- _Given passage_:
*** Begin section ***
Rosen responded in a big way in the team and red zone periods. There’s no question about who throws the prettiest ball in this room. When Rosen gets his mechanics aligned, he drives the ball with elite-level spin and velocity. The concern is that these mechanics come-and-go too often. As I detailed in the Book On Josh Rosen scouting report this offseason, the leg-drive and hip-rotation both sometimes vanish, causing Rosen to open his front shoulder and lose power on his passes.
Rosen put on a touch-passing clinic, however. He picked up a pair of touchdowns that most quarterbacks probably aren’t hitting — one an over route to the pylon to Irwin; another on a wheel at the pylon to Nick O’Leary between an underneath corner and a rotating safety.
Ryan Fitzpatrick struggled from the first throw as well. The ball was coming out of his hand wobbly at times, he turned it over, and was sent to the T.N.T. wall, after receiving a tongue-lashing from Coach Flores. The cause of the verbal abuse came when Fitzpatrick and Chris Reed flubbed a quarterback-center exchange (more on the OL reps later). Maybe it was the pads, maybe it was an off-day, but Fitz just didn’t have the command on the ball (accuracy) today.
The difference can essentially be boiled down to this:
Rosen has the more talented, live arm. Fitzpatrick’s trust in his eyes and reads are on another level. The gap between the two in the latter category is greater than the gap in the former; especially considering Rosen’s accuracy digressions.
*** End section ***
- _Recorded data_:
*** Begin section ***
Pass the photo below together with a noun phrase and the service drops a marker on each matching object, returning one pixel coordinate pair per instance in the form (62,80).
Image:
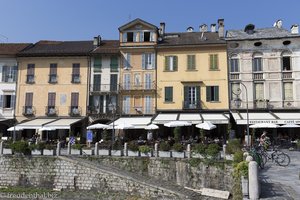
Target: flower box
(103,152)
(133,153)
(48,152)
(75,152)
(164,154)
(7,151)
(36,152)
(116,152)
(176,154)
(88,152)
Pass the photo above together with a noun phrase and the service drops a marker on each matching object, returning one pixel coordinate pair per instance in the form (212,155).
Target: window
(191,62)
(30,73)
(213,62)
(76,73)
(28,110)
(97,64)
(168,94)
(286,63)
(288,91)
(148,61)
(259,91)
(191,97)
(9,74)
(234,91)
(257,63)
(7,101)
(171,63)
(126,60)
(114,63)
(212,93)
(234,64)
(53,73)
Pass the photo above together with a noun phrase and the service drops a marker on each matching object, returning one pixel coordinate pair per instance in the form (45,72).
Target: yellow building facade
(192,72)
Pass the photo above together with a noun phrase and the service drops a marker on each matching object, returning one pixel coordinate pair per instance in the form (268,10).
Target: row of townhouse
(150,75)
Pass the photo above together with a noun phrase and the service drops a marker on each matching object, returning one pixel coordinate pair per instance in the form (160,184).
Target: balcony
(104,88)
(28,111)
(287,75)
(74,111)
(75,78)
(261,104)
(190,106)
(51,111)
(29,79)
(258,76)
(138,86)
(52,78)
(234,76)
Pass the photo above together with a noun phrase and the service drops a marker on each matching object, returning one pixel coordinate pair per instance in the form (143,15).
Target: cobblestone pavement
(281,183)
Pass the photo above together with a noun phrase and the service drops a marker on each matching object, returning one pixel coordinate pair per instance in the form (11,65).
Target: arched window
(257,62)
(234,63)
(286,61)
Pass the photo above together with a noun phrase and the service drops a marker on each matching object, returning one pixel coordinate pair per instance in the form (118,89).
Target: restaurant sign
(271,121)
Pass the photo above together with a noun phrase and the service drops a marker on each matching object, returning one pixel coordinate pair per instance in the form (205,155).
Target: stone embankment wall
(65,173)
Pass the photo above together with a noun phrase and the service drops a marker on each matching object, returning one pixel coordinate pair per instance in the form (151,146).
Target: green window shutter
(216,93)
(97,64)
(168,94)
(198,95)
(208,93)
(167,63)
(175,63)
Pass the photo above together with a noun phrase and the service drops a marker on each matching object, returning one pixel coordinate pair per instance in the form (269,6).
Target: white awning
(267,117)
(34,124)
(194,118)
(62,123)
(137,122)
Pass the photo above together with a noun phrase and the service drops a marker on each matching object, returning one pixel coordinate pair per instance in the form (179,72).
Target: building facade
(138,68)
(52,85)
(8,81)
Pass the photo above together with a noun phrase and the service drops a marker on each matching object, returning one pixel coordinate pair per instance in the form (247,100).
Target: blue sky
(34,20)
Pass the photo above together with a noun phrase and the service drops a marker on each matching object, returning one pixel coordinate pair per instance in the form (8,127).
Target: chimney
(221,27)
(162,28)
(97,41)
(213,28)
(203,28)
(278,24)
(190,29)
(295,29)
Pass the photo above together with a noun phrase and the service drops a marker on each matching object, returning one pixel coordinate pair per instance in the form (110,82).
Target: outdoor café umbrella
(264,125)
(177,123)
(290,125)
(98,126)
(152,127)
(207,125)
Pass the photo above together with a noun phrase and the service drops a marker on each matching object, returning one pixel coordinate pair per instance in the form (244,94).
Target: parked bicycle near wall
(280,158)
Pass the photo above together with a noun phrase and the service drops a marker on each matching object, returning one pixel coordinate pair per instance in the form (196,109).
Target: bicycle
(280,158)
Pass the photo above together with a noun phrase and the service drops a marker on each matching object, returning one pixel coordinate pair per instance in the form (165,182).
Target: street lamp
(238,103)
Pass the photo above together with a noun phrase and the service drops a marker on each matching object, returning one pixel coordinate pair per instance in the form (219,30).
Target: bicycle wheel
(282,159)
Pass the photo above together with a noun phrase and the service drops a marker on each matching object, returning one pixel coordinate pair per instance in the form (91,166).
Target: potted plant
(178,150)
(145,151)
(164,150)
(49,150)
(37,149)
(133,149)
(87,150)
(20,148)
(76,149)
(198,150)
(117,148)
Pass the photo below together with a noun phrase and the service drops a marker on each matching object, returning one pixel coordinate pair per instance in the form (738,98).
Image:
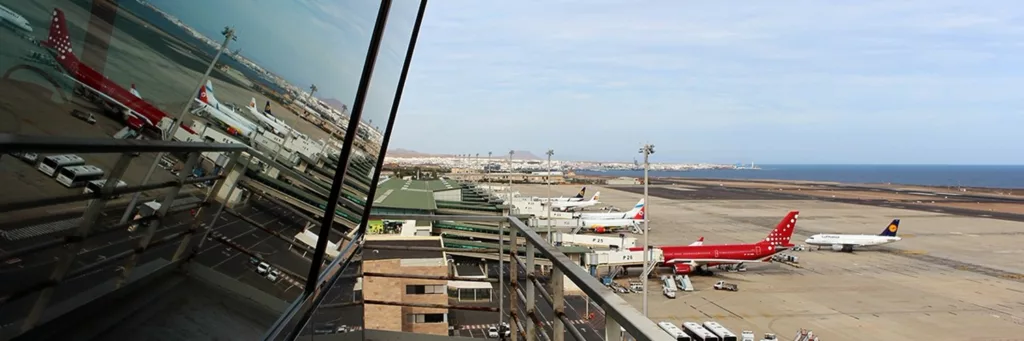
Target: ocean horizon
(993,176)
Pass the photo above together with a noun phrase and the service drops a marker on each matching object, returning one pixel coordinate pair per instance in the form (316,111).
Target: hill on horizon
(402,153)
(337,104)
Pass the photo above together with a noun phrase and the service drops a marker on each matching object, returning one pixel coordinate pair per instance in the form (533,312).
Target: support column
(165,205)
(196,224)
(557,291)
(225,192)
(531,328)
(611,330)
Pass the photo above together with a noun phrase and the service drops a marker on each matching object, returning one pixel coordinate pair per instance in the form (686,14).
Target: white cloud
(719,68)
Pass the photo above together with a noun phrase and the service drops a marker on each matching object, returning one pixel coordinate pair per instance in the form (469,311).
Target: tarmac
(952,276)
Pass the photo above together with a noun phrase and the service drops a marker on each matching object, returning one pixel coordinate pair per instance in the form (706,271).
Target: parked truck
(722,285)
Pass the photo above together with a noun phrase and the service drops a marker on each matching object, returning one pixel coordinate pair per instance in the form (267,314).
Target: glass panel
(367,153)
(283,85)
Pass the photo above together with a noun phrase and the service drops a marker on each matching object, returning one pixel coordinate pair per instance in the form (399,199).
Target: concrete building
(404,318)
(504,177)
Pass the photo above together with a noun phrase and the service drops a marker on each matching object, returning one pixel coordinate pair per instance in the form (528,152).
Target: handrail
(15,142)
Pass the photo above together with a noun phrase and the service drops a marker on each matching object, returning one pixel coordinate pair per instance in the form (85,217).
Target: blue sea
(935,175)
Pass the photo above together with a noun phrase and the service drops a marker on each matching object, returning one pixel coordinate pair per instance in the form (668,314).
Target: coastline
(982,202)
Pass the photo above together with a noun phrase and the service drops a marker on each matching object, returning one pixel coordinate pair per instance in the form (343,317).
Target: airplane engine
(843,248)
(682,268)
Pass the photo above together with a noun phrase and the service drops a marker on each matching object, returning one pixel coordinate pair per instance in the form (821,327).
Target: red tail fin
(640,213)
(203,95)
(780,236)
(58,38)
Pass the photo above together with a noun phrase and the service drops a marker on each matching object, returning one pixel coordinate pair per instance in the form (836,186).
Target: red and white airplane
(137,113)
(686,259)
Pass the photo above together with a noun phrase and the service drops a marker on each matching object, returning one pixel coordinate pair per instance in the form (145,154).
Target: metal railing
(527,324)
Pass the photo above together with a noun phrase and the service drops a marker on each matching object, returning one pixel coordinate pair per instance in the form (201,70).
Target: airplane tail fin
(891,228)
(204,95)
(636,212)
(780,236)
(582,193)
(59,40)
(640,213)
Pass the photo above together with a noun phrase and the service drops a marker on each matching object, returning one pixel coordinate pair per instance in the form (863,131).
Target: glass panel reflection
(276,77)
(342,309)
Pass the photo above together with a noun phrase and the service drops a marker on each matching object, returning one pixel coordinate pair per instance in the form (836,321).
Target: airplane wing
(134,122)
(100,93)
(702,261)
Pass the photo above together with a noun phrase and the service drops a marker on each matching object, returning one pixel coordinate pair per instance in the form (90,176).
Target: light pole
(646,150)
(501,253)
(550,172)
(228,37)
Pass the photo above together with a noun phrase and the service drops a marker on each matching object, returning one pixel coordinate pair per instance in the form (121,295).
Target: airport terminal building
(219,177)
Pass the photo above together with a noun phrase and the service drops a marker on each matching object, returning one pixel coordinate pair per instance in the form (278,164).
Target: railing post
*** End section ***
- _Questions on the material_:
**A)** In the practice report on Rosen and Fitzpatrick, who flubbed a quarterback-center exchange with Fitzpatrick?
**B)** Name every person the quarterback practice report mentions.
**C)** Extend the quarterback practice report past its final sentence.
The rows have nothing to do with this work.

- _Answer list_:
**A)** Chris Reed

**B)** Josh Rosen, Irwin, Nick O'Leary, Ryan Fitzpatrick, Coach Flores, Chris Reed

**C)**
I’ve neglected this group through the first two days because it’s difficult to get a good idea without the pads on. A nightmare goal line session to end practice — more on that on the defensive units — put an ominous cloud over what was an otherwise solid day from the group.
Chris Reed kicked ass in a veritable package of assignments, including some work at center. He looks the part of, not just a starting NFL guard, but an above average one. Jesse Davis operates well in space too, this has the makings of the best guard pairing the Dolphins have featured in some time.
Jordan Mills had a nice day including a nice block off the edge to spring a Kalen Ballage touchdown run. The nice thing about being here is the opportunity to see effort-level and how the guys interact with one another. The final period of the day was a hurry-up drill where the offense ran a play, and then the punt team sprinted onto the field. Mills beat everybody off the field — everybody. A nice finish to a promising day.
Daniel Kilgore had his best day as well. He looks healthy and ready to go after missing 12 games last season. His presence on the inside likely has an impact on this next bit.
The cohesion of the group appears to be ahead of where last year’s line was — even into the season. The protection slides, picking up blitzes, passing off…the first-team line might be best suited to stay as it has been when the season kicks off.
That first team line goes: Tunsil-Reed-Kilgore-Davis-Mills
Michael Deiter has been working in at left guard, right guard, and an occasional rep at center. He told me after practice that he basically only plays center when Dan [Kilgore] needs a breather. I followed up by asking him about his versatility in college and if he had a preferred position. Deiter doesn’t prefer a specific position, but he enjoys playing on the interior opposed to tackle.
The second team line wasn’t as effective and featured some shuffling. Newcomer Will Holden had a nice block on a pull, and name-UDFA Shaq Calhoun was beaten badly for a sack by Akeem Spence.
The goal line stands at the end of practice wrapped up a solid day from this group. Spence was active, Vincent Taylor and Adolphus Washington knifed into the backfield several times, Davon Godchaux continues to play with one of the best pad-levels in football, and the edge position stood out both in good and bad ways.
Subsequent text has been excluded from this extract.